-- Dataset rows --
****************

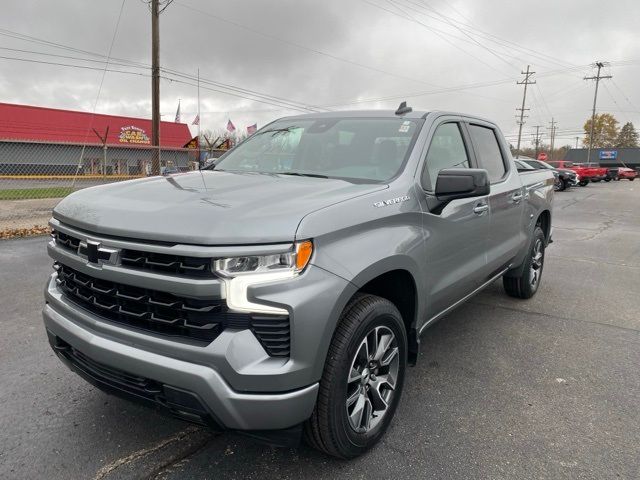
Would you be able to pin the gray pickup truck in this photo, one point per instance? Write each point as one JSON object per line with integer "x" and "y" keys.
{"x": 282, "y": 291}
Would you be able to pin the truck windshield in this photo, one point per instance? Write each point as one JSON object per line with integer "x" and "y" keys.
{"x": 364, "y": 149}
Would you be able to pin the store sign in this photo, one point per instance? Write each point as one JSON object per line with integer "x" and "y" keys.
{"x": 608, "y": 154}
{"x": 131, "y": 134}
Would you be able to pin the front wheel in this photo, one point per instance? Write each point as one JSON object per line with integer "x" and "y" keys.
{"x": 526, "y": 285}
{"x": 362, "y": 380}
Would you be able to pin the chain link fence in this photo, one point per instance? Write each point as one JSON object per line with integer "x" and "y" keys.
{"x": 35, "y": 176}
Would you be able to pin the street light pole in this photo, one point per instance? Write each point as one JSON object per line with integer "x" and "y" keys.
{"x": 155, "y": 86}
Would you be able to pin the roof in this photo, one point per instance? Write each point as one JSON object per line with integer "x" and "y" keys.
{"x": 29, "y": 123}
{"x": 360, "y": 114}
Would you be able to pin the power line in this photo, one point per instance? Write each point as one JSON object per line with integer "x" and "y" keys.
{"x": 463, "y": 31}
{"x": 597, "y": 78}
{"x": 526, "y": 82}
{"x": 95, "y": 104}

****************

-- REQUIREMENT --
Lay out every line of the rows above as a numbered list, skipping any blank lines. Leave the pictures out of the list.

-- EXERCISE OUTPUT --
1. Would you be able to pin the gray pickup truck in this photo, one point per instance? Write each point as one JSON object per line with integer "x" and "y" keys.
2. {"x": 282, "y": 291}
3. Would you be able to pin the truck windshield in this photo, one point per instance? Write each point as one JSON object per line with integer "x" and "y" keys.
4. {"x": 364, "y": 149}
5. Would you be able to pin the store sign in this photo, one point per instance? Write each point as one JSON object per line with integer "x" and "y" keys.
6. {"x": 608, "y": 154}
7. {"x": 131, "y": 134}
8. Would you be able to pin the front wheel in this photo, one point per instance? Write each point as one JSON object per line with integer "x" and "y" keys.
9. {"x": 526, "y": 285}
10. {"x": 362, "y": 380}
11. Would you be able to pin the chain link fence in this photo, one point per instance? Write each point as one JSON object per line with integer "x" and "y" keys.
12. {"x": 35, "y": 176}
13. Would you be able to pin the street light pole in this photo, one point per instance? Write each point as one JSON object per line with integer "x" and "y" keys.
14. {"x": 155, "y": 86}
15. Would you be able to pin the roof in this photo, one point per instance? Write each point as one JSON object per line with integer "x" and "y" keys.
16. {"x": 29, "y": 123}
17. {"x": 360, "y": 114}
18. Would you be able to pin the power line in this photo, one point per instance? Write each point as one JSON object per line with integer "x" and "y" keys.
19. {"x": 463, "y": 31}
20. {"x": 597, "y": 78}
21. {"x": 526, "y": 82}
22. {"x": 95, "y": 104}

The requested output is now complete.